Exercise details -
In the listing below, please print the line that contains "the white porsche" and every line that follows it, exactly.

Material for this exercise -
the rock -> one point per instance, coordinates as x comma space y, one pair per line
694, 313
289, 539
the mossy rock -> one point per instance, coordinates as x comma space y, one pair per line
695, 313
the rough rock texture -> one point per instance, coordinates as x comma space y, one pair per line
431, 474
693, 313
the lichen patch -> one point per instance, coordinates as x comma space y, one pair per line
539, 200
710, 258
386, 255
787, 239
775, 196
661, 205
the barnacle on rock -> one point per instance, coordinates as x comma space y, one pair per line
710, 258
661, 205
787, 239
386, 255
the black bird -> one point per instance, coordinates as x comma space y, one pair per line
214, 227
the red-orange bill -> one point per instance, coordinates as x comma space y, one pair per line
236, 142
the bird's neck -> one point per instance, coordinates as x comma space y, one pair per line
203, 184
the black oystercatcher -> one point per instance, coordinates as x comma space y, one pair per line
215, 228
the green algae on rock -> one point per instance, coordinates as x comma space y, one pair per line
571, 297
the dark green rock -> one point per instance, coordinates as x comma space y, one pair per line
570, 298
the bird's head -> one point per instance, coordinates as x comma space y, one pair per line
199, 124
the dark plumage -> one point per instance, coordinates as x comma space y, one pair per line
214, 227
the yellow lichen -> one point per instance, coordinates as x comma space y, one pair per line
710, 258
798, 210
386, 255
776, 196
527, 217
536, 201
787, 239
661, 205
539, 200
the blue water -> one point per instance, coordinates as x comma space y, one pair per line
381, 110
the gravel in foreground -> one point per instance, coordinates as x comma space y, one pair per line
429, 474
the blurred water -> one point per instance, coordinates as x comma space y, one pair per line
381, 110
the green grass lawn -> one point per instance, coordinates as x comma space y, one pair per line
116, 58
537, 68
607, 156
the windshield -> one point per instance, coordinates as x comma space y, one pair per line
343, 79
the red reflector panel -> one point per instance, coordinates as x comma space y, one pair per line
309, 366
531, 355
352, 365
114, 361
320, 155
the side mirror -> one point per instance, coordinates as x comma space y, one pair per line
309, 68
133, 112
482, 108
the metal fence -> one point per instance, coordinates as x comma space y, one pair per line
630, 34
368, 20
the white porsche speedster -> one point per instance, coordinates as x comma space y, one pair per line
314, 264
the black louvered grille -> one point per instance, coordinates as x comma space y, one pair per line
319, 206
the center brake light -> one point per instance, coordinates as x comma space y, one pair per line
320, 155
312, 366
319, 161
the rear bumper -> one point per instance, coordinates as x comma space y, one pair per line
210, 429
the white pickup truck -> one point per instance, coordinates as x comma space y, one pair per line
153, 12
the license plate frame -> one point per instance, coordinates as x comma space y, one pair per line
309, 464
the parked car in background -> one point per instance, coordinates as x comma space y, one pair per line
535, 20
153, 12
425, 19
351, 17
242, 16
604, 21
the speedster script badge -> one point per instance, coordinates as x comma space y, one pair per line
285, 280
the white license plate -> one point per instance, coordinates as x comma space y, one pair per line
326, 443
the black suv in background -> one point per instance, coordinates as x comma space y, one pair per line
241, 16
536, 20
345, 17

Answer box -
the white porsche speedster -> one point per instance, coordinates as x comma space y, one pair per line
314, 264
the black louvered grille -> one point per instance, coordinates as x comma space y, one pair per line
319, 206
the center brake light -> one point per instance, coordinates as x comma space y, one pair per line
320, 155
312, 366
319, 161
the rear bumper -> one point per instance, coordinates as x comma space y, one pair per line
210, 429
the white pickup truck -> one point per instance, coordinates as x comma space y, one pair per line
153, 12
the license plate frame -> one point per instance, coordinates as x comma space y, one pair per line
309, 464
the parked car in background -> one point per instance, coordinates as x comma space y, one pair per line
535, 20
153, 12
425, 19
351, 17
242, 16
604, 21
the speedster script badge -> one point per instance, coordinates as x comma space y, one pair per line
285, 280
the white license plate -> one point per instance, coordinates as x comma space y, one pair per line
326, 443
the black suv in background -> one point per instance, coordinates as x comma space y, one pair per line
241, 16
536, 20
345, 17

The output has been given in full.